_Task objective_
Beginning with the line that holds "Each instance of the hazy" and ending with the last line below, repeat each line exactly, leaving any pictures out.

_Information provided_
+++++
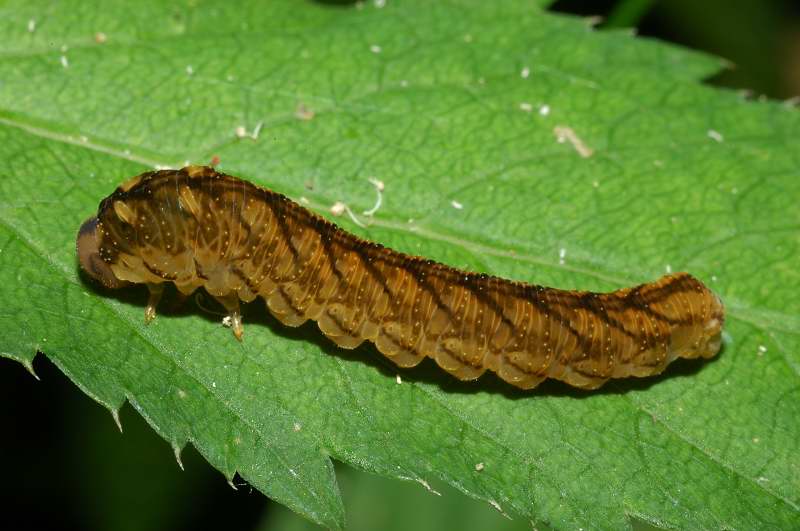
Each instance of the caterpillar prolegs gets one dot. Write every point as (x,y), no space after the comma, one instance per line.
(196,227)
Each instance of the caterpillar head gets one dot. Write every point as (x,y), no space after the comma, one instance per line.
(90,259)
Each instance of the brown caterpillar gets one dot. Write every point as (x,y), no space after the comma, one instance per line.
(197,227)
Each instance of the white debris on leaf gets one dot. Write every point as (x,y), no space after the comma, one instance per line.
(564,133)
(337,209)
(379,186)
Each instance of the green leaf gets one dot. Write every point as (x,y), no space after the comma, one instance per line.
(449,104)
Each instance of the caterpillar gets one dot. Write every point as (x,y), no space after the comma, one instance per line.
(196,227)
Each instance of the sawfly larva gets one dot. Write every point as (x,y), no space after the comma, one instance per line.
(196,227)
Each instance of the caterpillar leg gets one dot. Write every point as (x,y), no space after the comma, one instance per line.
(231,304)
(156,290)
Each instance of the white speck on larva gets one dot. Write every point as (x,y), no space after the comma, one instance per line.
(338,208)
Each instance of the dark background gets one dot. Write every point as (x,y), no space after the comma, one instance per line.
(66,465)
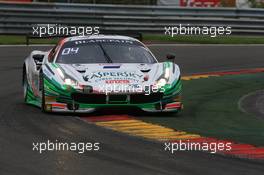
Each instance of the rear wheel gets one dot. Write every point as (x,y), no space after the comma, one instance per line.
(25,86)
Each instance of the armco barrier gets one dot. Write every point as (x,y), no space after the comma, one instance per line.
(19,18)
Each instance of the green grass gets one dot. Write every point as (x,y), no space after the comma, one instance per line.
(211,109)
(11,39)
(204,39)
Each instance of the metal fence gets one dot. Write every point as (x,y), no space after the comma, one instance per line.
(19,18)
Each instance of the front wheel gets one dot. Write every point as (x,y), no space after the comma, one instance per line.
(25,87)
(43,100)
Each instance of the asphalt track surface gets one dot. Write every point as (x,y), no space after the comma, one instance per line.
(21,124)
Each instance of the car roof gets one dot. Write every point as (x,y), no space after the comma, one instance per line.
(76,38)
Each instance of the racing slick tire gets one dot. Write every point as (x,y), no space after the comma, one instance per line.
(43,101)
(25,86)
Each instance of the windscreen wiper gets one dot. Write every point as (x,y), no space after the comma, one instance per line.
(108,59)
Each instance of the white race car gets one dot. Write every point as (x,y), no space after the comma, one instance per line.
(81,74)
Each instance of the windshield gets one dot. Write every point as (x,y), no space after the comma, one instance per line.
(104,51)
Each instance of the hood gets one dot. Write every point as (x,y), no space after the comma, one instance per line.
(102,75)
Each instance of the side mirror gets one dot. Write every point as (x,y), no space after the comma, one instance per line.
(38,58)
(170,57)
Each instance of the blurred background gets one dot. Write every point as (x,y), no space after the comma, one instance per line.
(181,3)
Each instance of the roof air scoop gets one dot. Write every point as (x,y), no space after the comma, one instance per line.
(144,68)
(80,68)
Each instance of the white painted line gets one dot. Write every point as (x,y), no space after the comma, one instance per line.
(31,45)
(201,45)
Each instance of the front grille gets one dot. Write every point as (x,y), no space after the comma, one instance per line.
(89,98)
(142,98)
(117,98)
(121,99)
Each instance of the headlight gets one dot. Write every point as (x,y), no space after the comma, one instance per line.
(60,73)
(167,73)
(161,82)
(70,82)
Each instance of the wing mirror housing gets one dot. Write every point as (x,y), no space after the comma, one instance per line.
(38,59)
(170,57)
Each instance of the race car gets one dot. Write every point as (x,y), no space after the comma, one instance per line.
(84,73)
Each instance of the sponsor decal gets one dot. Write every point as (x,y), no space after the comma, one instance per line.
(87,41)
(117,81)
(113,75)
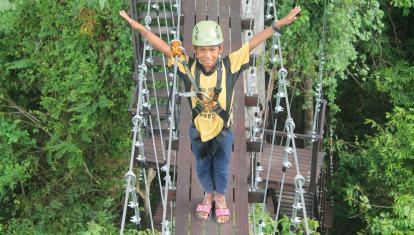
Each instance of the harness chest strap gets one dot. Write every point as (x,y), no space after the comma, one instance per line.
(217,90)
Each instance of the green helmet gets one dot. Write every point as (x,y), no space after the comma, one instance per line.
(207,33)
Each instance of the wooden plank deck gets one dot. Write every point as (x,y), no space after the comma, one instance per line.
(304,158)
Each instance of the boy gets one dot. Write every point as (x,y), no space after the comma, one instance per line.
(212,78)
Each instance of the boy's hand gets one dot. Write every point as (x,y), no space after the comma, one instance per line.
(176,48)
(124,15)
(291,17)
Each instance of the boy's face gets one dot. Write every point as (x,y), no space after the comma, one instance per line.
(208,55)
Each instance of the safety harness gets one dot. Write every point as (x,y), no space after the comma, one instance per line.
(224,114)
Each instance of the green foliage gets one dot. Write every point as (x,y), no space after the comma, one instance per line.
(65,82)
(397,81)
(382,197)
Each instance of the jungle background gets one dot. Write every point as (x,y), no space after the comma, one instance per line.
(65,86)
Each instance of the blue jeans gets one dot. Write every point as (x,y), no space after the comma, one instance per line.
(213,170)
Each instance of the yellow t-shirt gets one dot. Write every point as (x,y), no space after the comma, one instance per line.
(208,123)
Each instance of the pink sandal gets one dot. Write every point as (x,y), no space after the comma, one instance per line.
(203,207)
(222,212)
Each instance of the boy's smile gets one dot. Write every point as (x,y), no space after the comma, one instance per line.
(208,55)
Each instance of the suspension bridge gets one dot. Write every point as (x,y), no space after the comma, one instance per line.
(267,166)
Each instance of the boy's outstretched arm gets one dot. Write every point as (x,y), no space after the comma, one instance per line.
(153,39)
(268,32)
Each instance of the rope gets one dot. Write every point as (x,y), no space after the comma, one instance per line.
(165,222)
(319,88)
(289,126)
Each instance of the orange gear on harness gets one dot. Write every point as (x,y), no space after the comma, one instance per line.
(176,48)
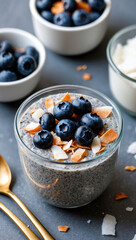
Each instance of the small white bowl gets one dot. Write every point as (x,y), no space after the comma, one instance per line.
(122,86)
(70,40)
(11,91)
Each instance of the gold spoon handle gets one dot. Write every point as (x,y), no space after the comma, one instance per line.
(34,220)
(28,233)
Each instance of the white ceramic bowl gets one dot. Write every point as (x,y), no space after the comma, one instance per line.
(70,40)
(11,91)
(122,86)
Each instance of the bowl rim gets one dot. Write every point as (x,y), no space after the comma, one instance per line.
(35,13)
(66,86)
(108,51)
(41,52)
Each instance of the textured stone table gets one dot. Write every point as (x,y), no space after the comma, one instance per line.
(61,70)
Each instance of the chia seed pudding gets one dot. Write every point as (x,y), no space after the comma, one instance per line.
(66,183)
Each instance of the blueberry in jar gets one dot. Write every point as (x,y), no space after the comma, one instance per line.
(76,121)
(32,52)
(43,139)
(65,129)
(84,136)
(7,61)
(63,19)
(93,121)
(47,15)
(26,65)
(63,110)
(7,76)
(97,5)
(80,17)
(44,4)
(93,16)
(47,121)
(69,5)
(81,106)
(5,46)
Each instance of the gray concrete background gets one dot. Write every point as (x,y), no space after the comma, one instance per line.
(60,70)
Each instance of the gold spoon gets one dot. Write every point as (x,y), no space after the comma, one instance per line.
(5,180)
(28,233)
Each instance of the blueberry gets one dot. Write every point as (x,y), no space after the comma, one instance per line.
(5,46)
(84,136)
(76,121)
(47,15)
(32,52)
(81,106)
(63,19)
(63,110)
(97,5)
(94,15)
(80,17)
(7,61)
(65,129)
(44,4)
(7,76)
(69,5)
(47,121)
(43,139)
(26,65)
(93,121)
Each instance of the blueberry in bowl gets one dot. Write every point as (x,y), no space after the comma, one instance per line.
(84,136)
(65,129)
(16,44)
(80,23)
(47,121)
(43,139)
(81,106)
(63,109)
(93,121)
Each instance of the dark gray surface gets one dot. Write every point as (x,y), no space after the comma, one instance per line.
(61,70)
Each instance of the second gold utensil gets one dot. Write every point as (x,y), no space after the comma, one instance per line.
(5,180)
(28,233)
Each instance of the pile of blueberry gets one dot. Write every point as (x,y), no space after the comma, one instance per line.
(16,63)
(83,128)
(71,15)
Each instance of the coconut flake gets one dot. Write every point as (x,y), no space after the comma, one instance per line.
(96,145)
(129,209)
(37,114)
(58,153)
(67,146)
(132,148)
(108,225)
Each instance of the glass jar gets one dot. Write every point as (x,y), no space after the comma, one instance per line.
(71,184)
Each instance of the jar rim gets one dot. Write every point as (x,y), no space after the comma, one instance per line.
(49,89)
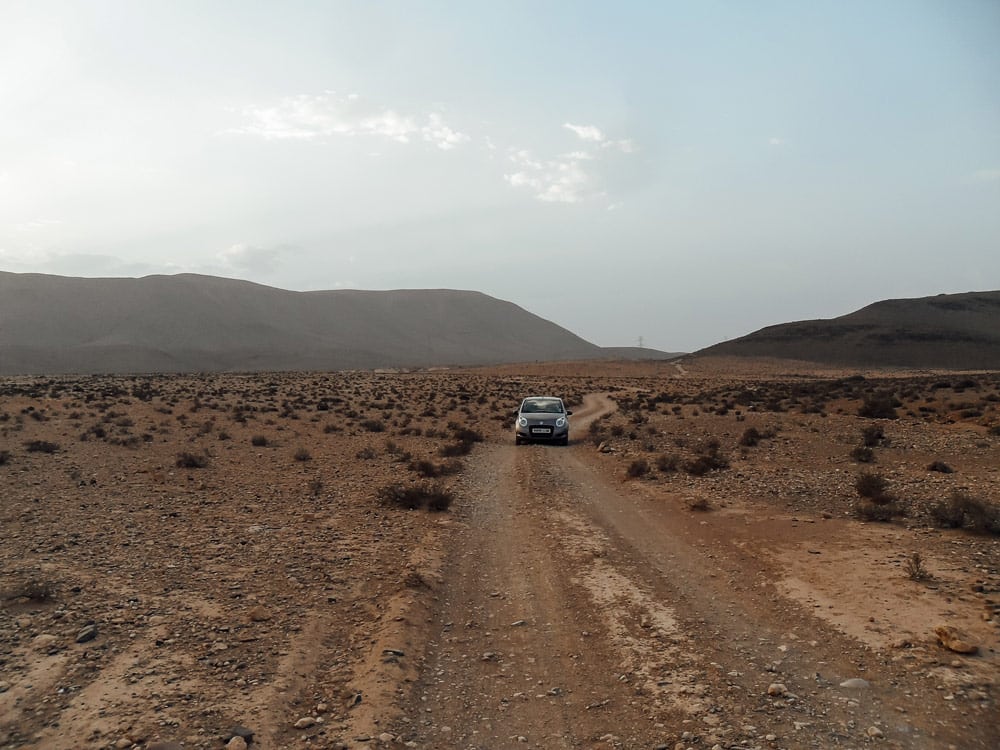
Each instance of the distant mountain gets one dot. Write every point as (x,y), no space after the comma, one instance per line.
(954,331)
(192,323)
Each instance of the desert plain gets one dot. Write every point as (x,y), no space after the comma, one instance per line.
(729,554)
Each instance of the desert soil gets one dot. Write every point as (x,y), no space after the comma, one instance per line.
(187,559)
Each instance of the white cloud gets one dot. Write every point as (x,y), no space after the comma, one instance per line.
(251,257)
(571,177)
(436,132)
(326,115)
(586,132)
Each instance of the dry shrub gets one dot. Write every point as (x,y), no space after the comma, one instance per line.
(638,468)
(871,486)
(708,457)
(188,460)
(915,569)
(962,510)
(41,446)
(668,462)
(862,454)
(434,497)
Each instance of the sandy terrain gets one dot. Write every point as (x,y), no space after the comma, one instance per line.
(194,562)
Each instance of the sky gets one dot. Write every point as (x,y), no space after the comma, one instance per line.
(675,173)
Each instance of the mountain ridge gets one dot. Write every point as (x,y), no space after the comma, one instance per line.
(949,331)
(192,323)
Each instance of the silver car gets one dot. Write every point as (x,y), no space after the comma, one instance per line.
(542,418)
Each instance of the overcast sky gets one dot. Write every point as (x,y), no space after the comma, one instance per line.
(684,172)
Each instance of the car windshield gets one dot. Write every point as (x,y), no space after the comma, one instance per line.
(542,406)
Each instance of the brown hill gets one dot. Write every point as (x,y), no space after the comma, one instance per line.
(955,331)
(192,323)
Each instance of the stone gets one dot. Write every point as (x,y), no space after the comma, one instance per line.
(87,633)
(44,641)
(953,640)
(239,731)
(855,683)
(259,614)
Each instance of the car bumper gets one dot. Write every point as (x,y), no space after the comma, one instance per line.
(529,433)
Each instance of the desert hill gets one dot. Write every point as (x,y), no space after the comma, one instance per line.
(193,323)
(958,331)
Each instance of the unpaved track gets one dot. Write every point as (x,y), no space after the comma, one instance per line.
(577,613)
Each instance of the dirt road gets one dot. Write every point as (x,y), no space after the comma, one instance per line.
(575,612)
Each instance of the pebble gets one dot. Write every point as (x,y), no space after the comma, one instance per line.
(87,633)
(856,683)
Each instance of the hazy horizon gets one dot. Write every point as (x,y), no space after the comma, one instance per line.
(681,172)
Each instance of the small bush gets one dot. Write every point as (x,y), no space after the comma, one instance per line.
(871,486)
(708,458)
(668,462)
(41,446)
(450,450)
(434,497)
(884,510)
(187,460)
(961,510)
(915,569)
(879,406)
(863,454)
(638,468)
(872,436)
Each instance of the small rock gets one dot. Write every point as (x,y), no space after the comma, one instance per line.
(856,683)
(87,633)
(952,640)
(239,731)
(43,642)
(259,614)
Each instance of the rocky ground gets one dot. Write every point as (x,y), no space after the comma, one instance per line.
(366,559)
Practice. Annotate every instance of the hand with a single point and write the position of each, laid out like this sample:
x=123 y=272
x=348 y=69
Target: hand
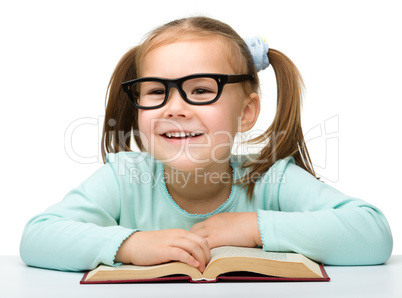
+++++
_Result for this exercise_
Each instance of the hazy horizon gets one dot. Write every point as (x,y), no space after the comma, one instance per line.
(681,172)
Each instance of the small bush gets one dot. Write every point as (x,y), no space after the comma, one instance per line.
(871,486)
(708,458)
(668,462)
(41,446)
(450,450)
(434,497)
(884,510)
(187,460)
(961,510)
(915,569)
(879,406)
(863,454)
(638,468)
(872,436)
Each instance of the small rock gets one dot. Write every point as (x,y), no space after the comma, one instance per line.
(856,683)
(87,633)
(952,640)
(239,731)
(43,642)
(259,614)
Each instance of the rocky ground gets one dot. Write every point as (x,y), no space after the comma, one instance per line.
(366,559)
Practice. Annotate every instance of the hand with a single point and write the position of each, laid out like this sample:
x=123 y=272
x=348 y=69
Target: hand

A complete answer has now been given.